### [Text passage]
+===+

Following this action, political disagreement and bad treatment aboard led some of Jasons crew to mutiny. They locked the captain and his followers below deck, and sailed into Greenock on 8 June. Captain John K. Pulling, of the 18-gun brig-sloop , accepted the mutineers' surrender there. When Jason surrendered she had more than 200 men aboard, so a "great party" from the Sutherland Fencibles marched from Glasgow to Greenock to take possession of the frigate.

==British service==
The Admiralty commissioned Jason as the 32-gun frigate Proselyte, and appointed Captain John Loring in September 1796 to command her. In British service she carried twenty-six 12-pounder guns and six 6-pounders. Shortly after her commissioning, on 20 February 1797, she sailed for Jamaica.

On 4 June Proselyte captured the French privateer Liberté on the West Indies station. Liberté was armed with six guns but had only 13 men aboard her when Proselyte captured her as the rest of the privateer's crew were away in captured vessels.

George Fowke received his promotion to Post-captain on 9 July 1798 and in December took command of Proselyte. Proselyte was part of the British fleet under the command of Vice-Admiral Sir Andrew Mitchell that constituted the naval part of the Anglo-Russian invasion of Holland in August 1799. On 8 August the British captured the Dutch hulks Drotchterland and Brooderschap, and the ships Helder, Venus, Minerva, and Hector, in the New Diep. So many vessels, or rather their crews, shared in the prize money that the share of an ordinary seaman was only 6s 8d. This amounted to about five days' wages. Proselyte was also present for the surrender of the vessels of the Batavian Republic in the Vlieter Incident. The surrender occasioned a further distribution of prize money but the London Gazette did not publish any amounts.

+===+

### [Tasks and exercises]
1. In the Proselyte passage, how much prize money did an ordinary seaman receive for the vessels captured in the New Diep on 8 August?
2. Proceed with the Proselyte passage, starting after its final sentence.

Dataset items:
+===+

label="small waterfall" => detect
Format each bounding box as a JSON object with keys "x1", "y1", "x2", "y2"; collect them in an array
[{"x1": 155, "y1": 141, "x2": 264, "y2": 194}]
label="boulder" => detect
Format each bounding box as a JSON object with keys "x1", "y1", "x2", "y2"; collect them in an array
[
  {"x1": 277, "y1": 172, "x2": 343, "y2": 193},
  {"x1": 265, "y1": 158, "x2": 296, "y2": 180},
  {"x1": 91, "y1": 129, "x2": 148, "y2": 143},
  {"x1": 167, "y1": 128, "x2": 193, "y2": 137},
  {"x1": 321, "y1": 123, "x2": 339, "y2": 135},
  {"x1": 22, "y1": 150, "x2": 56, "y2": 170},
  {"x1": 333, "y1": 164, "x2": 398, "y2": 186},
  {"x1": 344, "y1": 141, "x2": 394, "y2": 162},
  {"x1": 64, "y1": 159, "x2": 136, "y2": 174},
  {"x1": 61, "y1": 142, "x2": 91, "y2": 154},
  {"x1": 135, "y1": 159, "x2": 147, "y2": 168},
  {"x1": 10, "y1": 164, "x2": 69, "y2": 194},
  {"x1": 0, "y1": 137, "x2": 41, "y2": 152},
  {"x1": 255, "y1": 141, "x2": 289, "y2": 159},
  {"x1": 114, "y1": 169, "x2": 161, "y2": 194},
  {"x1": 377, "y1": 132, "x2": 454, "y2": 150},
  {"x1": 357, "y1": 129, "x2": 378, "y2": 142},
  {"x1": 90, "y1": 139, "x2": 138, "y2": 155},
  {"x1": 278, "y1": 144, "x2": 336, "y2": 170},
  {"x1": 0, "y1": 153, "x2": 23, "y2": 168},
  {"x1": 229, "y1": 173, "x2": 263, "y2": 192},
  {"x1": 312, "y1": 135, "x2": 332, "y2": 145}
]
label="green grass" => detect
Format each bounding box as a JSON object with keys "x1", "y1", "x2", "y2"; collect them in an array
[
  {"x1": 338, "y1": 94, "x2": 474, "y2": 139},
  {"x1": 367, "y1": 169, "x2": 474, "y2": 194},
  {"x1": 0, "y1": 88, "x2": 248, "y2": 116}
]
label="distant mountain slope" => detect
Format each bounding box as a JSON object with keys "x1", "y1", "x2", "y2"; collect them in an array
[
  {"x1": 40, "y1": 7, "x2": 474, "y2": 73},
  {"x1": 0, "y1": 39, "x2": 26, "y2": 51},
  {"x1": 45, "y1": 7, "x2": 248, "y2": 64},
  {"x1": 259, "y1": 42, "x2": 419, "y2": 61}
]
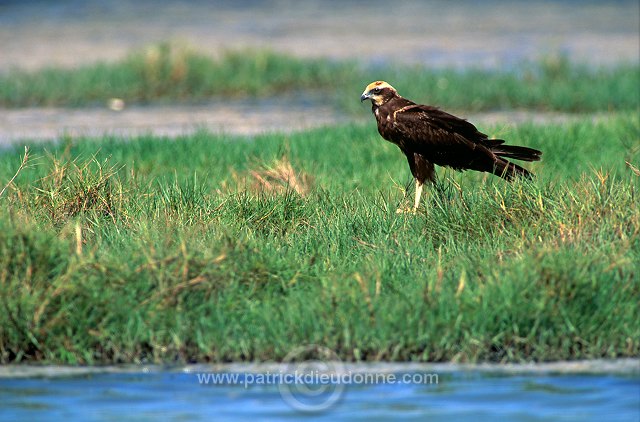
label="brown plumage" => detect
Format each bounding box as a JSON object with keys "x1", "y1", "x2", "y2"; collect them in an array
[{"x1": 360, "y1": 81, "x2": 542, "y2": 210}]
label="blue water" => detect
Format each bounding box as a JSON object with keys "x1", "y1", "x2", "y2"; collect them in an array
[{"x1": 0, "y1": 371, "x2": 640, "y2": 422}]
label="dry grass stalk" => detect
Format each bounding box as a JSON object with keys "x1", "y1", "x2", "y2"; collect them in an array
[{"x1": 249, "y1": 157, "x2": 313, "y2": 196}]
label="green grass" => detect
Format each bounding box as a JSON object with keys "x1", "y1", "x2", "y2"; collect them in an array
[
  {"x1": 0, "y1": 114, "x2": 640, "y2": 364},
  {"x1": 0, "y1": 43, "x2": 640, "y2": 112}
]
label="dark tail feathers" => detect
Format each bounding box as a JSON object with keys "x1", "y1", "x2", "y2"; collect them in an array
[
  {"x1": 492, "y1": 157, "x2": 540, "y2": 180},
  {"x1": 491, "y1": 145, "x2": 542, "y2": 162}
]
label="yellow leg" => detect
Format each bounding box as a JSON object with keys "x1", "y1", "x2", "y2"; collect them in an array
[
  {"x1": 396, "y1": 179, "x2": 424, "y2": 214},
  {"x1": 413, "y1": 179, "x2": 424, "y2": 212}
]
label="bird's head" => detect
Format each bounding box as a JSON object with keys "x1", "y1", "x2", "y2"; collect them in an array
[{"x1": 360, "y1": 81, "x2": 398, "y2": 106}]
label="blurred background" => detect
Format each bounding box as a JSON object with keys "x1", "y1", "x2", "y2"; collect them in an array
[
  {"x1": 0, "y1": 0, "x2": 640, "y2": 144},
  {"x1": 0, "y1": 0, "x2": 640, "y2": 69}
]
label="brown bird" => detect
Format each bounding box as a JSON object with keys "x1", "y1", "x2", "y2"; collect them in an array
[{"x1": 360, "y1": 81, "x2": 542, "y2": 211}]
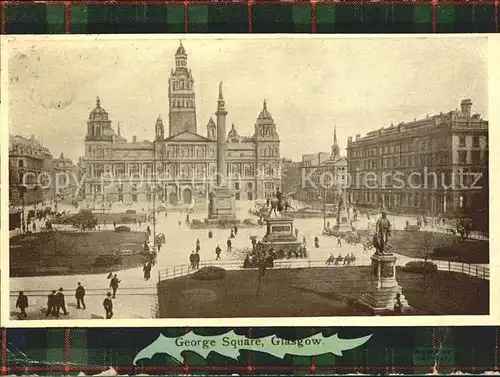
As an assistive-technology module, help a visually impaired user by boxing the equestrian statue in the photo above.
[267,187,295,217]
[373,211,391,255]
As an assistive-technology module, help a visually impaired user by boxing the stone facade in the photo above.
[53,153,79,202]
[81,41,281,205]
[297,125,348,204]
[9,136,54,206]
[347,99,488,220]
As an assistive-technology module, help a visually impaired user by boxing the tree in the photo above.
[422,232,436,279]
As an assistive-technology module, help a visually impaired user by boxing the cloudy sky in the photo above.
[5,36,488,161]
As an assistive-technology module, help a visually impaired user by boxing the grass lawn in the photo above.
[390,231,490,263]
[10,230,146,277]
[358,230,490,264]
[159,267,489,318]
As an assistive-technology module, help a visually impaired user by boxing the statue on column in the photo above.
[373,211,391,255]
[208,191,215,219]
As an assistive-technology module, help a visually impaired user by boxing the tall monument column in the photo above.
[215,82,227,187]
[208,83,236,221]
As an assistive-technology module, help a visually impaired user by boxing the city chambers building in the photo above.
[347,99,489,225]
[80,43,281,205]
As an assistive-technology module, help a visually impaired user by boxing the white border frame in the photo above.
[0,34,500,328]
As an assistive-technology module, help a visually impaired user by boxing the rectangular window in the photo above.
[472,136,479,148]
[458,151,467,164]
[471,151,481,164]
[458,136,465,147]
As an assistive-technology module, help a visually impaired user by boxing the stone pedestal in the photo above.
[360,254,412,314]
[260,217,301,255]
[334,210,352,232]
[211,187,236,220]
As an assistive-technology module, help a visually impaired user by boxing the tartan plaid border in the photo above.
[0,0,499,375]
[0,0,499,34]
[1,327,499,375]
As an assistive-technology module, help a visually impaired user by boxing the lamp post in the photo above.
[318,189,326,229]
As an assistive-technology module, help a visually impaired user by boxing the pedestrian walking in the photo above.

+===+

### [Answers to the exercise]
1. 6s 8d

2.
On 28 August Proselyte captured the Prussian hoy Zeeluft. On 11 October 1800 Proselyte and the hired armed cutter Fly captured the Proteus. The next day Proselyte captured the small French cutter Victor et Natalie, off Havre. She was sailing from Dieppe to Cancalle in ballast. Then on 1 December Loire, Proselyte, and Fly captured the Danish brig Fortuna.

Fowke sailed for the Leeward Islands in February 1801. In March Proselyte participated in Rear Admiral Duckworth's successful attack on the islands of St. Bartholomew and St. Martin. Proselyte, Hornet and Drake stayed at St. Martin to secure the island and to embark the garrison on 26 March, while the rest of Duckworth's force went on to St Thomas. Duckworth ordered Proselyte and Hornet to relieve Unite from the task of protecting the two newly captured islands so that Unite might escort the prisoners to Martinique and arrange and escort a convoy from there for Great Britain. Prize money for the "sundry articles of Provisions, Merchandize, Stores, and Property afloat" was available for payment on 14 January 1804.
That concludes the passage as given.